- Assigned task: Once you reach the line containing "Task: mark each instance of the gold necklace" in the entries below, write out that line and each one after it down to the line containing "Task: mark each instance of the man in white", exactly and with nothing added.

Raw data Block Start

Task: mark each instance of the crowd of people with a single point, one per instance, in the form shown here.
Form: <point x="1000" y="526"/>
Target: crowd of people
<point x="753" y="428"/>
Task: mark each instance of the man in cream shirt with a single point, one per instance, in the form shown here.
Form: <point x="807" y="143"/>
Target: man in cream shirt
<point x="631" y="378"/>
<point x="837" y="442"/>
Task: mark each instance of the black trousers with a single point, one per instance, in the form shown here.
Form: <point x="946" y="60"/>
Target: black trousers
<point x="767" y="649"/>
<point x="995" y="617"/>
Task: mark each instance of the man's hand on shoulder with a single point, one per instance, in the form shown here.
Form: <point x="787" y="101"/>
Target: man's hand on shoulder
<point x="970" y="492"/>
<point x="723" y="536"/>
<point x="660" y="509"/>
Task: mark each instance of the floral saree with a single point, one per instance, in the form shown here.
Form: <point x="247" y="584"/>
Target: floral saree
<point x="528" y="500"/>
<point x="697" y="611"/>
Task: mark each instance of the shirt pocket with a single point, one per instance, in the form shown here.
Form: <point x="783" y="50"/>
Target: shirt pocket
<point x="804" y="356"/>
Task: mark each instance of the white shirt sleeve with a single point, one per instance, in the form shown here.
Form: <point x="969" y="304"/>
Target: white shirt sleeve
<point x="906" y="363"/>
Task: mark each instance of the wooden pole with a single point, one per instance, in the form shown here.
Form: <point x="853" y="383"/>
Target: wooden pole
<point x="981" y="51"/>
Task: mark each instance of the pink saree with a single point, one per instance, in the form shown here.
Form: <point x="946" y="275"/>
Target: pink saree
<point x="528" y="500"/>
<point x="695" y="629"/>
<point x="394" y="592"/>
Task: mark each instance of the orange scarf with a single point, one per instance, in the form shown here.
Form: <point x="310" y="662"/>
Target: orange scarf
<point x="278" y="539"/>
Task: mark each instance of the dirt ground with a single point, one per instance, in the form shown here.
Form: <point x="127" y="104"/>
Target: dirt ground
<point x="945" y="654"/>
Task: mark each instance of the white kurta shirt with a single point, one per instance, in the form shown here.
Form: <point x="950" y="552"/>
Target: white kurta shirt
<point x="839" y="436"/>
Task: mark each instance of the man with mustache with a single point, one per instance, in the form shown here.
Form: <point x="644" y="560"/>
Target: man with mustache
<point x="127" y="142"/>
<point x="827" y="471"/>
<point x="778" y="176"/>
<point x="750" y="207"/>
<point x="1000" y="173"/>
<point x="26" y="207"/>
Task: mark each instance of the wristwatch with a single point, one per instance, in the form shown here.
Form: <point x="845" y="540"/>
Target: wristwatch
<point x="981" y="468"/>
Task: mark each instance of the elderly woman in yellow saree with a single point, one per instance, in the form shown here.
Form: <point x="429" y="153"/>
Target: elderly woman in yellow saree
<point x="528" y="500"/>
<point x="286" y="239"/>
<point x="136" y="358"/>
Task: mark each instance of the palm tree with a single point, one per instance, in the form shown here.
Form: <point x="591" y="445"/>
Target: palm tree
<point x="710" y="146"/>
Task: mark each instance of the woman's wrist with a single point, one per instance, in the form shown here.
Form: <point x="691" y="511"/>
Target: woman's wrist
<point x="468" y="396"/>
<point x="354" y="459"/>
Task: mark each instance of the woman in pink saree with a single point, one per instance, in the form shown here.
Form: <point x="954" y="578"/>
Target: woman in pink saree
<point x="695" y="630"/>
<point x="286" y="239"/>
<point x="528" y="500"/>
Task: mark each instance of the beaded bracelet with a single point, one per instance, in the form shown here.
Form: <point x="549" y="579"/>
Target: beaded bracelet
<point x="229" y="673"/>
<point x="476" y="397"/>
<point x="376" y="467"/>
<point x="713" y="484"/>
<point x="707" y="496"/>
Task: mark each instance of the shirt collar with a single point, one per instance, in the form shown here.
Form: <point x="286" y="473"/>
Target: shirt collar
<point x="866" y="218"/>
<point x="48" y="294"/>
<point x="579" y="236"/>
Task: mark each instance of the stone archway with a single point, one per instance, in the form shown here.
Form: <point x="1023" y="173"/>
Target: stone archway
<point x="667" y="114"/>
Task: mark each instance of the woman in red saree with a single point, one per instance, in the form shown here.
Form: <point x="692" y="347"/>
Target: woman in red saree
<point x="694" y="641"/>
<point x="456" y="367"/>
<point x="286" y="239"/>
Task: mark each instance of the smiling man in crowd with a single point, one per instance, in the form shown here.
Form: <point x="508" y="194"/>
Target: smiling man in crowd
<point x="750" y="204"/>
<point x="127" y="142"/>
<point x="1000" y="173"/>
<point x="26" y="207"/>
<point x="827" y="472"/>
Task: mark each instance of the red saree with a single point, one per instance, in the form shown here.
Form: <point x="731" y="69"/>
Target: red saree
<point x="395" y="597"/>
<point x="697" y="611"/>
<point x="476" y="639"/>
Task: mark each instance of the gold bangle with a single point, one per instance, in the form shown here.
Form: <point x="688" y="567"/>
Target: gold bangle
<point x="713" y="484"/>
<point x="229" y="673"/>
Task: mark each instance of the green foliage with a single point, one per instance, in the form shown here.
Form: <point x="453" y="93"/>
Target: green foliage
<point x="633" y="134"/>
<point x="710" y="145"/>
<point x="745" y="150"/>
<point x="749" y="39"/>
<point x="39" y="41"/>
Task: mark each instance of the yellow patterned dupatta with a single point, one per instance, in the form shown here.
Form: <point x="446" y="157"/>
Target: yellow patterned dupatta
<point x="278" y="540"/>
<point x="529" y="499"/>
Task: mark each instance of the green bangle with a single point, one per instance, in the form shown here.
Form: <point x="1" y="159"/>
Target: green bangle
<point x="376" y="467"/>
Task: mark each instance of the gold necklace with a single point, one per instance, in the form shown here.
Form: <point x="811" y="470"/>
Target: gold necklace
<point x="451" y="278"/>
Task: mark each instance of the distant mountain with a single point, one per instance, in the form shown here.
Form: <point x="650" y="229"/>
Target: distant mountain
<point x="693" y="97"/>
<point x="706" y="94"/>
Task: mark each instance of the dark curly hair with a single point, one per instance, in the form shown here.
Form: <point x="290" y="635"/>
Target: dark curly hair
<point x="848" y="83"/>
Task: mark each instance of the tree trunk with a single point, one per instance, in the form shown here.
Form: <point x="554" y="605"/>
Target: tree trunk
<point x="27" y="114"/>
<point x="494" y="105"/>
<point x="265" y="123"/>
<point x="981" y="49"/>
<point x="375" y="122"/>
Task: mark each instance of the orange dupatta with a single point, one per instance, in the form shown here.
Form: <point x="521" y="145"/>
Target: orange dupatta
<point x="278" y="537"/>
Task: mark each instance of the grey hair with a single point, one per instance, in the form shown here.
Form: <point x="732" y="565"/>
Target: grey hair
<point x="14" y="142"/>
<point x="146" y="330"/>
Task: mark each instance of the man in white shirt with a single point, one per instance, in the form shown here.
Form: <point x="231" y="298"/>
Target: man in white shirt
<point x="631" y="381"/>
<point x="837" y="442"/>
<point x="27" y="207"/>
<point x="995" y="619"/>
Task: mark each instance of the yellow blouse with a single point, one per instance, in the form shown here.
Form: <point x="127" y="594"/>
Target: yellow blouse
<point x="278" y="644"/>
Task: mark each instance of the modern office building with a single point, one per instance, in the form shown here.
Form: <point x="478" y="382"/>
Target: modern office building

Raw data Block End

- Output for this exercise:
Task: mark each instance of the gold necklace with a single point, one per instance, in the form shown here.
Form: <point x="811" y="470"/>
Target: gold necklace
<point x="451" y="278"/>
Task: mark each instance of the distant mountain with a single point, one per instance, in the form shown here.
Form: <point x="650" y="229"/>
Target: distant mountain
<point x="693" y="97"/>
<point x="706" y="94"/>
Task: mark each instance of the dark curly hair with a single point, one per instance, in the form shown here.
Form: <point x="290" y="635"/>
Target: dark curly hair
<point x="848" y="83"/>
Task: mark each instance of the tree trunk with a single point, one per instance, in the form shown here.
Form: <point x="554" y="605"/>
Target: tree trunk
<point x="27" y="114"/>
<point x="494" y="105"/>
<point x="265" y="123"/>
<point x="981" y="49"/>
<point x="375" y="122"/>
Task: mark each instance of the orange dupatta with a single point, one per instance, in the form shown here.
Form: <point x="521" y="145"/>
Target: orange dupatta
<point x="278" y="537"/>
Task: mark each instance of the grey hair with a single point, one per instance, in the form shown here.
Form: <point x="732" y="565"/>
Target: grey hair
<point x="14" y="142"/>
<point x="146" y="330"/>
Task: mark each instance of the man in white shirt with a single point, one per instance, in the form shown here.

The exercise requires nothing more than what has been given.